Dataset entries:
§ §

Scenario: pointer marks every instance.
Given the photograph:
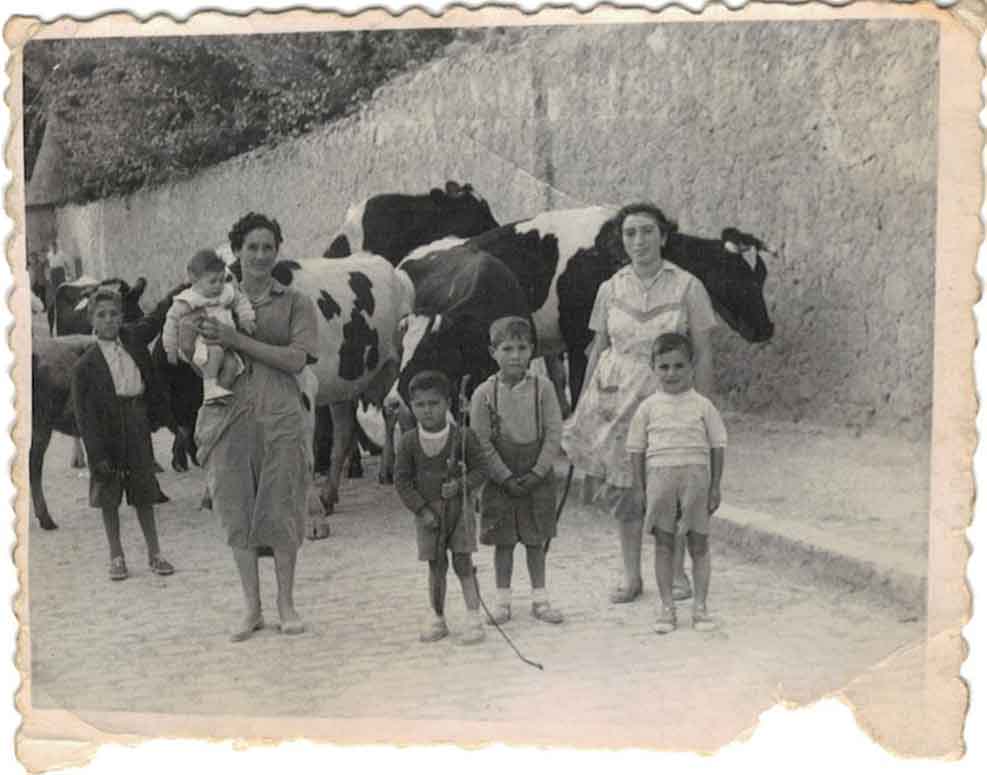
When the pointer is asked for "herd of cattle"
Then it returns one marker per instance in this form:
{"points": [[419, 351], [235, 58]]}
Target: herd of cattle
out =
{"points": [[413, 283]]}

§ §

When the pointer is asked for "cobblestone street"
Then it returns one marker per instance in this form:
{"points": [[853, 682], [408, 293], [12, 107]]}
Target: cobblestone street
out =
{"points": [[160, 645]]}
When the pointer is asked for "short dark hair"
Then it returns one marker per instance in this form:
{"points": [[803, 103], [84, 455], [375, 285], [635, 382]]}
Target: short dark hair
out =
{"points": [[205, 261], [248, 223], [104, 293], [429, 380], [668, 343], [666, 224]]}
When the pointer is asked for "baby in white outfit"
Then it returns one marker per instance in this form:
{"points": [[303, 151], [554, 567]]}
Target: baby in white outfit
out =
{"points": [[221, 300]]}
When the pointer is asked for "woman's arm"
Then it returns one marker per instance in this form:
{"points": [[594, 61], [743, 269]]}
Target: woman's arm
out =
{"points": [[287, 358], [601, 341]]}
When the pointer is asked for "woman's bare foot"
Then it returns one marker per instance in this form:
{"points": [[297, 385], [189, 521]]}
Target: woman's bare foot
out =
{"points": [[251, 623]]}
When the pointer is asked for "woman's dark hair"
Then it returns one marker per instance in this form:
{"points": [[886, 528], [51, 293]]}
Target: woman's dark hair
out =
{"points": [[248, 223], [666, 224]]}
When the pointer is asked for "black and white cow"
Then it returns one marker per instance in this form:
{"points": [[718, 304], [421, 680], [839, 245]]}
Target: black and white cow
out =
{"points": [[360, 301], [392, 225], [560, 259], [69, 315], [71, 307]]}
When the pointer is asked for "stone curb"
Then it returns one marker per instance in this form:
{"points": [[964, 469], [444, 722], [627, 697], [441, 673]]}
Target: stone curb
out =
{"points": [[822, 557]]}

§ §

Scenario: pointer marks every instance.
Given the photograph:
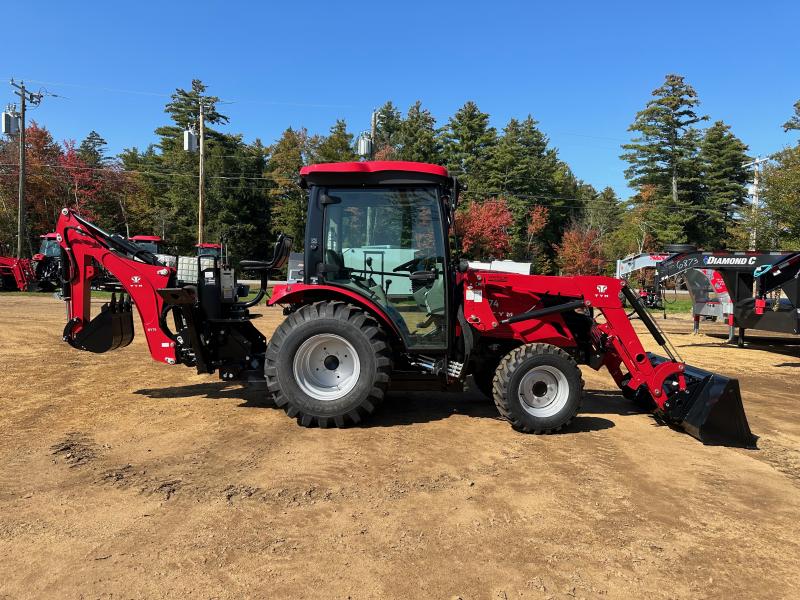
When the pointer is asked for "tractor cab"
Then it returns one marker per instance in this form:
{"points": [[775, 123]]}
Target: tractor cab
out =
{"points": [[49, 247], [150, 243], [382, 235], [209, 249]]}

§ §

◆ **Task objective**: Please go line by line through the records above, copying each one that holds the string "baby".

◆ **Task output**:
When the pointer is asked for "baby in white outfit"
Target: baby in white outfit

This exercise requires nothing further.